REQUIREMENT:
I'd like the line containing "Target: stacked bracelet" and every line below it, to the end of the material, repeated exactly and with nothing else.

DATA EXCERPTS:

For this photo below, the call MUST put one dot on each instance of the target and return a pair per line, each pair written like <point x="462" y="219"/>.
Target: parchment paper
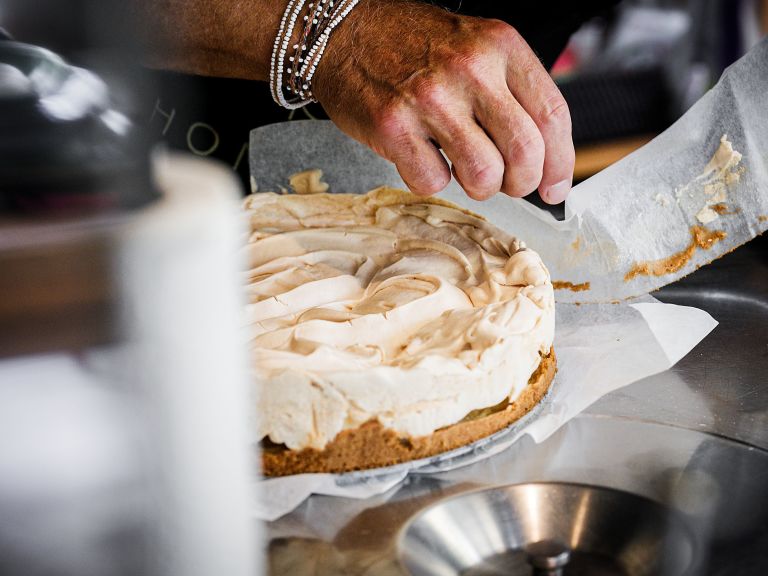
<point x="641" y="209"/>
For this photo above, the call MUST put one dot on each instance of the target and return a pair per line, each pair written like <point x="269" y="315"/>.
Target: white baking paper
<point x="640" y="210"/>
<point x="600" y="348"/>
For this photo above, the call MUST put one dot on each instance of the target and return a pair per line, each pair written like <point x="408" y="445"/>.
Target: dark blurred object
<point x="626" y="76"/>
<point x="63" y="146"/>
<point x="69" y="141"/>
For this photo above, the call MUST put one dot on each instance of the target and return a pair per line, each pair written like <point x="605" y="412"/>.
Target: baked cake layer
<point x="373" y="446"/>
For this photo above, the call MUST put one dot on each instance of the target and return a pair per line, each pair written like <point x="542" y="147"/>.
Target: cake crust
<point x="374" y="446"/>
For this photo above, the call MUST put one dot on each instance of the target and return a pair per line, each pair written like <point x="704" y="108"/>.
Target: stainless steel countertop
<point x="694" y="437"/>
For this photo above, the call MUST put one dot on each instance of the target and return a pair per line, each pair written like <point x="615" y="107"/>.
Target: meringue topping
<point x="386" y="307"/>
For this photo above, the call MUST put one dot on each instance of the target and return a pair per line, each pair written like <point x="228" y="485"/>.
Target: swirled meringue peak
<point x="389" y="307"/>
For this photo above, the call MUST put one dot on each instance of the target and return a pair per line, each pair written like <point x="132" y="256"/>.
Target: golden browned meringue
<point x="386" y="307"/>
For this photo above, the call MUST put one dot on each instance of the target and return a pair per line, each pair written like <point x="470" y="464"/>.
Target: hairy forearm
<point x="231" y="38"/>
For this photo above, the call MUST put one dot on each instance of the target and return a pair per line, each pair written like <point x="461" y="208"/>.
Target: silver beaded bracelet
<point x="291" y="83"/>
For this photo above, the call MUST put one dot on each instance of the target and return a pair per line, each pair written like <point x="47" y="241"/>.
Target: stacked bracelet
<point x="291" y="81"/>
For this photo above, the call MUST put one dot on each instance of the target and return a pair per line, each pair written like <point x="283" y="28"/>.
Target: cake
<point x="387" y="327"/>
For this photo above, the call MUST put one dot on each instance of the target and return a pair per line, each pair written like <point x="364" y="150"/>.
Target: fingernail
<point x="557" y="192"/>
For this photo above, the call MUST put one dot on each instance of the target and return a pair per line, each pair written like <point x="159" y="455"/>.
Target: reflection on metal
<point x="621" y="534"/>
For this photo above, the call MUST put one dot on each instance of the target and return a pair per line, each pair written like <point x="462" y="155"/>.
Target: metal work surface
<point x="694" y="438"/>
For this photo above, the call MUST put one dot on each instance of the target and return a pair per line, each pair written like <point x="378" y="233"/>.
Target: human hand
<point x="407" y="78"/>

ANSWER BELOW:
Target: stacked bracelet
<point x="291" y="81"/>
For this photo above, the call MUST put one dot on each instance of the target and return a pair per line, each pair written like <point x="283" y="28"/>.
Target: cake
<point x="387" y="327"/>
For this photo above, the call MUST put one dot on each instance of the target and return a pair per line, each pair written like <point x="364" y="150"/>.
Target: fingernail
<point x="557" y="192"/>
For this photo above, the call MUST put one dot on each instance of the target and return a pair per line, each pair written like <point x="159" y="455"/>.
Target: reflection on metal
<point x="621" y="534"/>
For this photo above, the call MUST put one dot on each instance of the target and return a pair per line, each pair written like <point x="462" y="155"/>.
Target: metal work surface
<point x="694" y="438"/>
For this photo above, the call MUST put one dot on each instance of the target and return a pair per line, each pair written like <point x="378" y="233"/>.
Target: human hand
<point x="407" y="78"/>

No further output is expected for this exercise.